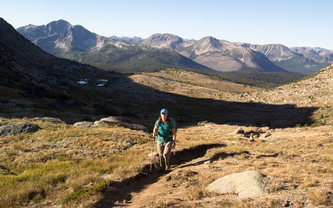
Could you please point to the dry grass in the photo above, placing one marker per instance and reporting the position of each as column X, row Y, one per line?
column 66, row 165
column 298, row 165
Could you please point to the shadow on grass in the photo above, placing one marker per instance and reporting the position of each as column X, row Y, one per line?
column 119, row 192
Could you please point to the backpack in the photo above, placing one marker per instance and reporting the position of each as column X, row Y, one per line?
column 174, row 122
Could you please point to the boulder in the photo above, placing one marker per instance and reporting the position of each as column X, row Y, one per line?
column 245, row 184
column 14, row 128
column 48, row 119
column 84, row 124
column 22, row 102
column 119, row 121
column 239, row 130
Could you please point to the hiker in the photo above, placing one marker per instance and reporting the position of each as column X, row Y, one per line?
column 166, row 141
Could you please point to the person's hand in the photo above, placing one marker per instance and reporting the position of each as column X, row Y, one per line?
column 173, row 145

::::::

Render every line of the records above as one numbered list, omitting blank lines and leaving the pictures out.

1. Could you please point to the dry grass in the photo above, placing one marker per instance and reporting the position of each as column X, row Y, one per line?
2. column 66, row 165
3. column 298, row 165
4. Could you please point to the shadow on grass in the photo above, placing one marker per instance and reporting the position of each as column X, row Y, one per line?
5. column 119, row 192
6. Could you please point to the backpack in the photo above, placing one marker per instance and reporting the position of each as column X, row Y, one per line?
7. column 174, row 122
8. Could you please point to the boulder in the photo above, placing one marker per instance and reporting the position of each as column X, row Y, one per line?
9. column 245, row 184
10. column 14, row 128
11. column 48, row 119
12. column 84, row 124
13. column 22, row 102
14. column 119, row 121
15. column 239, row 130
16. Could you please point to the hiker in the photo above, placing one marker per instance and reporting the position of each as column X, row Y, one per line?
17. column 166, row 141
18. Could you please point to the person's hand in the photo above, placing one marker per instance and reporting the position of each as column X, row Y, one per line?
19. column 173, row 145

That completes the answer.